- _Your objective_
Write out every line of the records below as a numbered list, skipping blank lines and leaving out the pictures.

[Stored data]

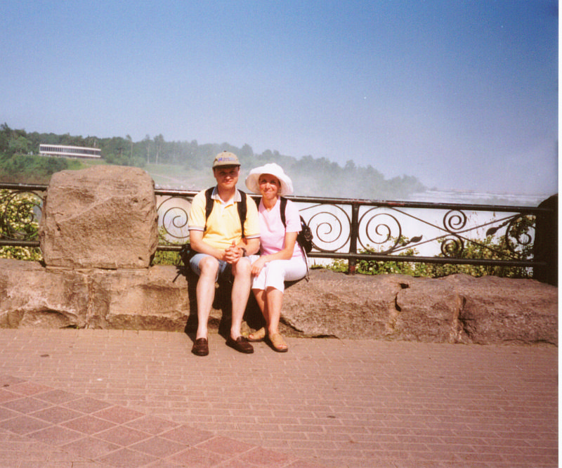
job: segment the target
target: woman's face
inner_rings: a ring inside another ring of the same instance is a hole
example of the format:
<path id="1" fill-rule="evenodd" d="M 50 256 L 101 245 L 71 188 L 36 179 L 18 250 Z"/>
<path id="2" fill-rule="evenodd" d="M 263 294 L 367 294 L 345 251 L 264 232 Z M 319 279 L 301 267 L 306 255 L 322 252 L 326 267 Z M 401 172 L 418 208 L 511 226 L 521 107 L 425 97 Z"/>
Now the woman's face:
<path id="1" fill-rule="evenodd" d="M 281 188 L 279 179 L 270 174 L 262 174 L 258 179 L 258 183 L 261 195 L 266 198 L 277 197 L 279 189 Z"/>

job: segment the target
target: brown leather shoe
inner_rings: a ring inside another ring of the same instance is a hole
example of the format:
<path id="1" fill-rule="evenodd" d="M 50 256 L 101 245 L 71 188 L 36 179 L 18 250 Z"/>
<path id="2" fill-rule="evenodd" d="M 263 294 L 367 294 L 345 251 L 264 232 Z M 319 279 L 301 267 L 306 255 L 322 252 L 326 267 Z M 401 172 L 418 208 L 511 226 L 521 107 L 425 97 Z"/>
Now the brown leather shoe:
<path id="1" fill-rule="evenodd" d="M 228 337 L 228 339 L 226 340 L 226 344 L 231 348 L 234 348 L 236 351 L 245 354 L 251 354 L 254 352 L 254 346 L 248 343 L 248 340 L 244 337 L 238 337 L 236 339 Z"/>
<path id="2" fill-rule="evenodd" d="M 207 338 L 199 338 L 193 343 L 191 352 L 195 356 L 207 356 L 209 354 L 209 342 Z"/>

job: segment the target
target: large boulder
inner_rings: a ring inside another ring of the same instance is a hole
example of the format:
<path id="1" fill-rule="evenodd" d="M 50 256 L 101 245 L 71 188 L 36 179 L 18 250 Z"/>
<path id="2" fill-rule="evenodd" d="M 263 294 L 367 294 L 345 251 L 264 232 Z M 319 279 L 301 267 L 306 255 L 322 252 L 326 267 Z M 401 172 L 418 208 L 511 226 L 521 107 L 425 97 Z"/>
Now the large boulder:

- _Exercise answer_
1. job: segment the target
2. target: woman's face
3. inner_rings: a ring inside another ring of the same instance is a hole
4. example of the format:
5. <path id="1" fill-rule="evenodd" d="M 50 256 L 101 245 L 71 188 L 36 179 L 18 250 Z"/>
6. <path id="2" fill-rule="evenodd" d="M 263 294 L 367 294 L 345 251 L 264 232 Z M 319 279 L 301 267 L 306 255 L 322 252 L 326 267 Z M 401 172 L 418 208 L 511 226 L 521 107 L 425 97 Z"/>
7. Now the woman's face:
8. <path id="1" fill-rule="evenodd" d="M 281 188 L 279 179 L 270 174 L 262 174 L 258 179 L 258 183 L 261 195 L 266 198 L 277 197 L 279 189 Z"/>
9. job: segment the target
10. target: brown leather shoe
11. inner_rings: a ring inside another ring of the same instance is a hole
12. example of the format:
13. <path id="1" fill-rule="evenodd" d="M 50 256 L 101 245 L 71 188 L 36 179 L 18 250 Z"/>
14. <path id="2" fill-rule="evenodd" d="M 263 294 L 367 294 L 345 251 L 264 232 Z M 319 279 L 301 267 L 306 255 L 322 252 L 326 267 Z M 401 172 L 418 208 L 511 226 L 521 107 L 425 97 Z"/>
15. Now the brown leather shoe:
16. <path id="1" fill-rule="evenodd" d="M 228 337 L 228 339 L 226 340 L 226 344 L 231 348 L 234 348 L 236 351 L 245 354 L 251 354 L 254 352 L 254 346 L 248 343 L 248 340 L 244 337 L 238 337 L 236 339 Z"/>
17. <path id="2" fill-rule="evenodd" d="M 207 338 L 199 338 L 193 343 L 191 352 L 195 356 L 207 356 L 209 354 L 209 342 Z"/>
18. job: segment the target
19. target: large boulder
20. inner_rings: a ring inside another ring of the same instance is a hole
21. example of the format:
22. <path id="1" fill-rule="evenodd" d="M 50 256 L 101 245 L 71 188 L 36 179 L 18 250 Z"/>
23. <path id="2" fill-rule="evenodd" d="M 263 294 L 367 294 L 345 251 L 264 232 Z M 319 279 L 301 267 L 306 255 L 322 252 L 326 267 Z M 401 172 L 418 208 L 511 226 L 521 107 L 425 97 Z"/>
24. Now the large boulder:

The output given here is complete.